Task prompt – Please set out everything from the line containing "Greenhouse-scouting request: tag the cluster" down to the end of the records below as a numbered list, leaving out any blank lines.

Data lines –
>> begin
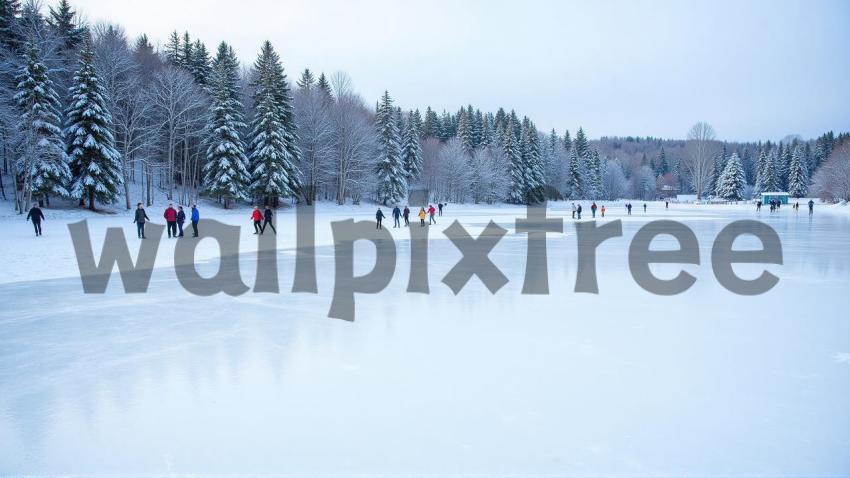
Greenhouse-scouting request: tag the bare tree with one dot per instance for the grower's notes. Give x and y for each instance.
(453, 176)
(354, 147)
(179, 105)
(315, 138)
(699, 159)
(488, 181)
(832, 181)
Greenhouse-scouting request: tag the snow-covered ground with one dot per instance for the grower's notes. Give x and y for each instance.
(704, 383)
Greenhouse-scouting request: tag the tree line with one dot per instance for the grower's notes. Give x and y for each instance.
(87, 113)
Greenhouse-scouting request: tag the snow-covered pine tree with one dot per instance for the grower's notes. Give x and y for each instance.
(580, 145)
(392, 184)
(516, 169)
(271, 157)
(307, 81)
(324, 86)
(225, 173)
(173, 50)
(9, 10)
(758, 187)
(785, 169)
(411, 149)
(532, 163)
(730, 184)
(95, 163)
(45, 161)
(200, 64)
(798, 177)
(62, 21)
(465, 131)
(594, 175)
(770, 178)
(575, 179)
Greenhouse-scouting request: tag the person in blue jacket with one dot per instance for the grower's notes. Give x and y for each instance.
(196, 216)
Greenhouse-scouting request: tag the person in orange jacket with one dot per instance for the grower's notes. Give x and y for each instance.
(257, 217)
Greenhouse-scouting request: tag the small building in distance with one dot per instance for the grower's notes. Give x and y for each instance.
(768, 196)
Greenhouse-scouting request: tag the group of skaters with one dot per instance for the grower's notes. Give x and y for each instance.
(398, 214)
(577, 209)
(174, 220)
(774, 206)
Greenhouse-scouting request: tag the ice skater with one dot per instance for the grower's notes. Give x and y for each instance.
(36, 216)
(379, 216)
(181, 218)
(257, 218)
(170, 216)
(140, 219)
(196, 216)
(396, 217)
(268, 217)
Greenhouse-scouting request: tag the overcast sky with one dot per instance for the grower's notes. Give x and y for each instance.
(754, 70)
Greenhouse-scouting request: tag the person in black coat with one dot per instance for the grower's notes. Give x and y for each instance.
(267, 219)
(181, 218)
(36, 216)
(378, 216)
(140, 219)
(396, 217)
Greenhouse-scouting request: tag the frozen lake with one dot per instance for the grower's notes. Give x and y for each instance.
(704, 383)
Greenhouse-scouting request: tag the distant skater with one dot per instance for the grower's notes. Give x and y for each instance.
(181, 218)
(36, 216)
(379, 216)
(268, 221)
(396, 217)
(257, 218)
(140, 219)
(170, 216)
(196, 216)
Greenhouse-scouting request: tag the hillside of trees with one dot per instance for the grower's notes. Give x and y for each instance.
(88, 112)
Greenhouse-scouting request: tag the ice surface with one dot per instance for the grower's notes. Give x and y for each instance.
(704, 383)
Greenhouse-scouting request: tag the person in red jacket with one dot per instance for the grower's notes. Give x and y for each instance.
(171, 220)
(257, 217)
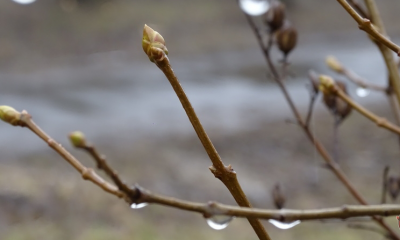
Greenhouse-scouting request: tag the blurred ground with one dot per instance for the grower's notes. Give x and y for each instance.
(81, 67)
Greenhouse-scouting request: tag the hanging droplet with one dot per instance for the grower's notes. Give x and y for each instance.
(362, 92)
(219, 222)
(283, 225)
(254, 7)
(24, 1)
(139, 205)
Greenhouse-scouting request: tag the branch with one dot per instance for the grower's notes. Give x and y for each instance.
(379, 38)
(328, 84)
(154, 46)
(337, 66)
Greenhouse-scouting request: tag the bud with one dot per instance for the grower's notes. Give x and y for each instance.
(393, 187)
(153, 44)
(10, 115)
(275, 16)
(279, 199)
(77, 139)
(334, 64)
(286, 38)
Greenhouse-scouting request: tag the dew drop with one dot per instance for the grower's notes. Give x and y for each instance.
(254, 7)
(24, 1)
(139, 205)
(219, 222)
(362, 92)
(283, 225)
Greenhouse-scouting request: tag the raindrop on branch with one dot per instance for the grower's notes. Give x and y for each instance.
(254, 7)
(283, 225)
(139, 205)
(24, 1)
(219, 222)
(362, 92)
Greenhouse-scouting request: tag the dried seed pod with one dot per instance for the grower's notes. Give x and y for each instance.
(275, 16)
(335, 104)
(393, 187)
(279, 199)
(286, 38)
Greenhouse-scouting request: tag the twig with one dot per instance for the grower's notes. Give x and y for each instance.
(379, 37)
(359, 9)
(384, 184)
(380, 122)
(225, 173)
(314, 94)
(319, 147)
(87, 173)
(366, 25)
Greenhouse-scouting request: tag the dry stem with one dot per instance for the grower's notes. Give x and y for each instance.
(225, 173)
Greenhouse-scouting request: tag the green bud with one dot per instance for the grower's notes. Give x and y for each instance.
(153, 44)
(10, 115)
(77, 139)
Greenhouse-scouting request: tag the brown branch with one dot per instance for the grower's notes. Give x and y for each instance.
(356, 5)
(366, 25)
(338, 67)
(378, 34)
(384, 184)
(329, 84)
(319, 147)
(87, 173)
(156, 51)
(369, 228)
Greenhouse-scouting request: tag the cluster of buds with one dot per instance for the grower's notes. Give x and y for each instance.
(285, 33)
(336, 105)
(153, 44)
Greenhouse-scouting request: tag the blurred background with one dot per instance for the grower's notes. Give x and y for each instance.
>> end
Exercise output –
1. Greenhouse-scouting request: tag the cluster of buds with one dot per instance for the grower's notes. Give x and y for each instance.
2. (285, 33)
3. (336, 105)
4. (153, 44)
5. Greenhouse-scouting request: tag the blurred background with one dot per instance for the grower's notes. Give x and y for each instance.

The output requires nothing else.